━━━━━ PAGE ━━━━━
# Neighbours Pillar erected on my driveway



## ricky (29 Oct 2009)

My driveway & my neighbours ends in a V shape at the driveway entrance - previous owner erected a pillar which sat partially on my driveway(right on the tip of the V)
I wasnt happy with it at the time but didnt want to fall out with him over it - he has since sold house & new owners have rented out the house.
The pillar sits partially on my drive with the cap jutting out causing numerous near misses as you drive in & out - a few weeks back one of the tenants hit the pillar & knocked it to ground - much to my delight.
Yesterday when I came home the pillar has been put back up - this time its even more on my side & its unstable as I was able to push it easily - I have tried to contact the landlord but he doesnt answer.It serves no purpose as there is no wall or gate in place.
My main concern now is the safety of the pillar esp as there are a number of children play in this area of the estate - who is liable if a person was injured? What course of action could I follow? 

Thanks.


----------



## Sue Ellen (29 Oct 2009)

ricky said:


> What course of action could I follow?
> 
> Thanks.



Write to the landlord in the hopes of covering yourself for any future mishaps.  Express your dissatisfaction with the siting of the pillar initially and that it needs to be moved now as it is dangerous.


----------



## Deas (29 Oct 2009)

Write to the landlord and confirm thet if it is not removed within a set period of time, that you will remove it and assign the costs to the address in question.


----------



## thedaras (30 Oct 2009)

Could this have needed planning permission? If so ,maybe the local county council can sort it.


----------



## lightswitch (30 Oct 2009)

Contact the council or better still your local council rep who will act on your behalf.


----------



## ricky (30 Oct 2009)

thanks folks for the replies.


----------
━━━━━ SOURCE DATA ━━━━━
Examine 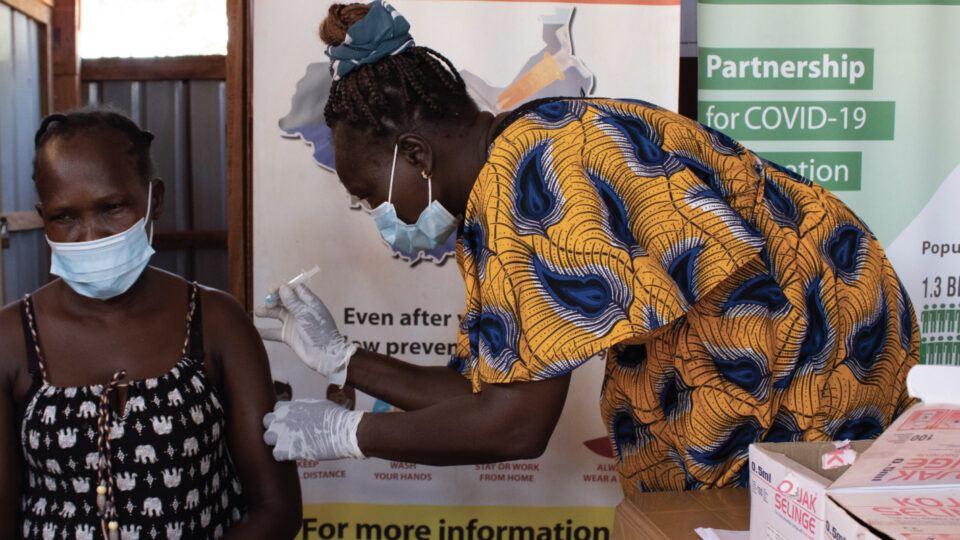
━━━━━
THE EXERCISE:
Set down, word for word, the portion of the forum thread about the driveway pillar starting with "My main concern" and going on through "Ellen (29 Oct 2009)".

ANSWER TO THE TASK:
My main concern now is the safety of the pillar esp as there are a number of children play in this area of the estate - who is liable if a person was injured? What course of action could I follow? 

Thanks.


----------



## Sue Ellen (29 Oct 2009)